À l’école secondaire Serge-Bouchard de Baie-Comeau, une politique sur l’assiduité a été créée dès 2016 et est toujours en place. Aujourd’hui, le directeur, Steve Ahern, dit que l’absentéisme dans son école est maîtrisé.

On fait un suivi systématique. Quand on a plus que deux jours d’absence, le responsable de la surveillance appelle les parents.

Steve Ahern, directeur de l’école secondaire Serge-Bouchard

« On est une petite ville, ici. Souvent, on a des profs qui arrivent en disant : ‟on a vu untel à telle place”. Je suis un peu bizarre, je vais y aller », dit le directeur en riant.

Son école est en milieu défavorisé, explique-t-il, et il faut « des filets de sécurité » pour augmenter la réussite, notamment en agissant sur l’absentéisme.

# Consigne
Rédigez la suite du texte sur l'absentéisme à l'école secondaire Serge-Bouchard en reprenant après sa dernière phrase.

# Enregistrements extraits
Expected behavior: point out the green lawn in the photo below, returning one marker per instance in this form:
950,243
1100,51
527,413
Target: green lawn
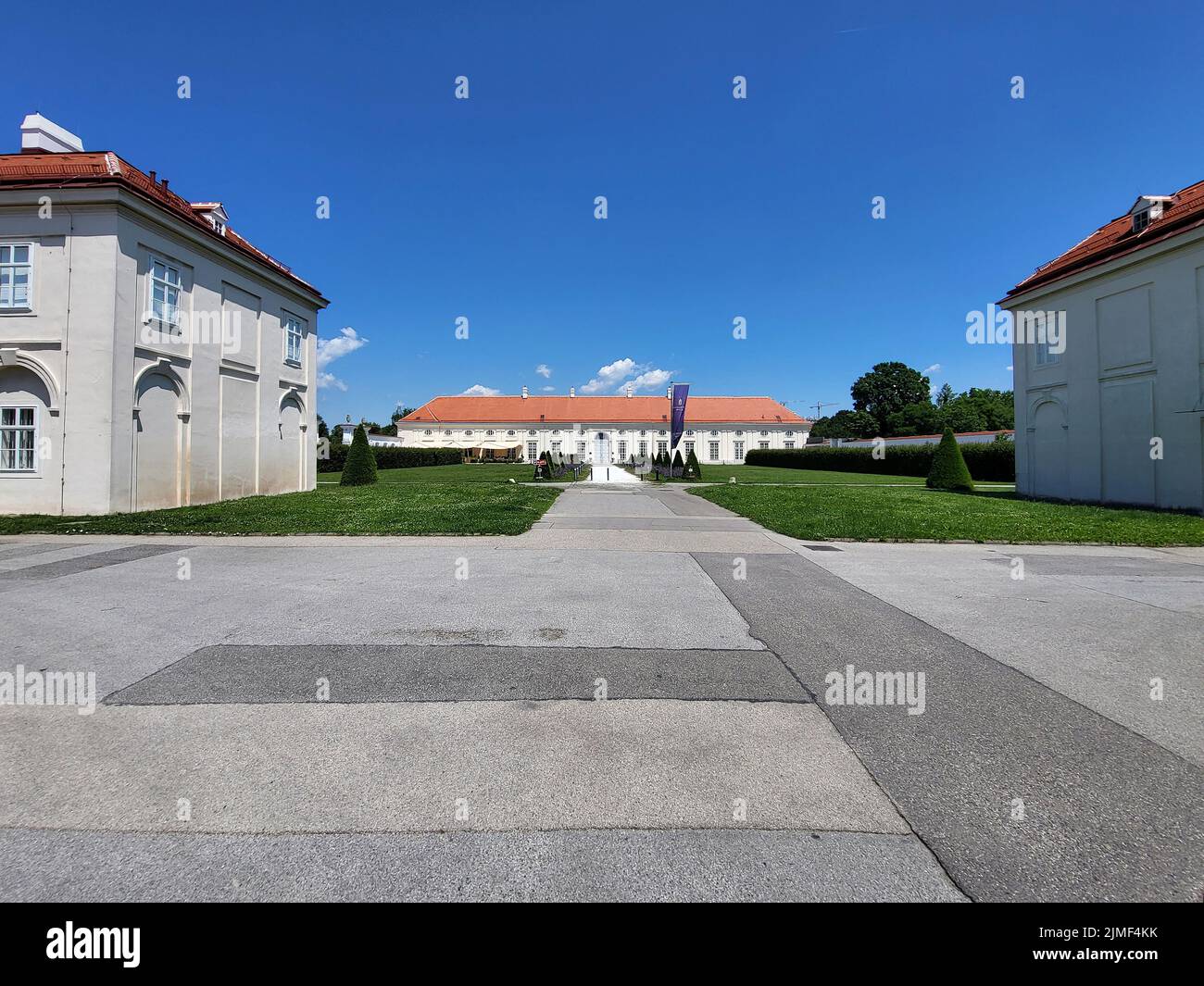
775,474
458,473
450,508
818,513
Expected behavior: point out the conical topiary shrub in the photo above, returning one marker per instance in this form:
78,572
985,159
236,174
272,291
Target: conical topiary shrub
949,469
360,466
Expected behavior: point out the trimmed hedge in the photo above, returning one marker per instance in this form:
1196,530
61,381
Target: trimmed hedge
987,461
949,469
360,466
393,457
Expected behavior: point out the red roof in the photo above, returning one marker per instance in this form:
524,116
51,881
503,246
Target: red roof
1116,239
572,409
103,168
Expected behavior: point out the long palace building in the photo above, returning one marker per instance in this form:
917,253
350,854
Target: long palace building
601,429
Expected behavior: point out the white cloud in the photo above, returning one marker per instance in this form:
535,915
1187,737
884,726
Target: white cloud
347,341
610,375
650,380
614,377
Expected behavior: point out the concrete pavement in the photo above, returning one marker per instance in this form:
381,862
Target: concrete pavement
627,702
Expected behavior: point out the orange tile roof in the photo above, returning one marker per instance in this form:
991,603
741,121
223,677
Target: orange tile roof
572,409
1116,239
103,168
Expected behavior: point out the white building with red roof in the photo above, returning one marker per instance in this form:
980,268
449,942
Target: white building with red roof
149,356
602,430
1118,414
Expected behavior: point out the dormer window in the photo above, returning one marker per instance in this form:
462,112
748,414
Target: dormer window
213,213
1148,208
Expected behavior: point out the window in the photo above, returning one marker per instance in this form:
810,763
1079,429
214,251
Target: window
293,333
19,437
164,293
16,276
1044,356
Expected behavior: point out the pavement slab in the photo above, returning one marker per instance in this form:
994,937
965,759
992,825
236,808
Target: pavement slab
617,865
1022,793
436,766
125,621
236,673
1098,626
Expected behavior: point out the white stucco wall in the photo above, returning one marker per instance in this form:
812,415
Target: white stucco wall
244,419
1132,371
633,433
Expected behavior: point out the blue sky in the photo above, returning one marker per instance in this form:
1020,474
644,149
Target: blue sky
718,207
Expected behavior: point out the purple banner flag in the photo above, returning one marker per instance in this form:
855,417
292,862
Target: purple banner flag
679,395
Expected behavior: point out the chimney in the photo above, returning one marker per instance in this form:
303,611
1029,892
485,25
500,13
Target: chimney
43,136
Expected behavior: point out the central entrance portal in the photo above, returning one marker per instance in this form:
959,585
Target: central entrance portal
601,449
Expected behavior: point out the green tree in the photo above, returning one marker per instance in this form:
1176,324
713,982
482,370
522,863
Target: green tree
922,418
887,388
846,424
949,471
359,469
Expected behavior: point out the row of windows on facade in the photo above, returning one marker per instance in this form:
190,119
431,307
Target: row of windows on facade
662,445
582,431
164,291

# Votre réponse
Le professeur Frédéric Guay est d’avis que le rôle des enseignants est primordial. « Quand c’est intéressant, ce qu’on fait en classe, ça ne va pas chercher 100 % des élèves, mais ça va en chercher un bon nombre. Essayons d’offrir l’enseignement le plus motivant possible », dit M. Guay.

Mais, ajoute-t-il, les enseignants font face « à plus de cas difficiles » et à des classes de plus en plus hétérogènes.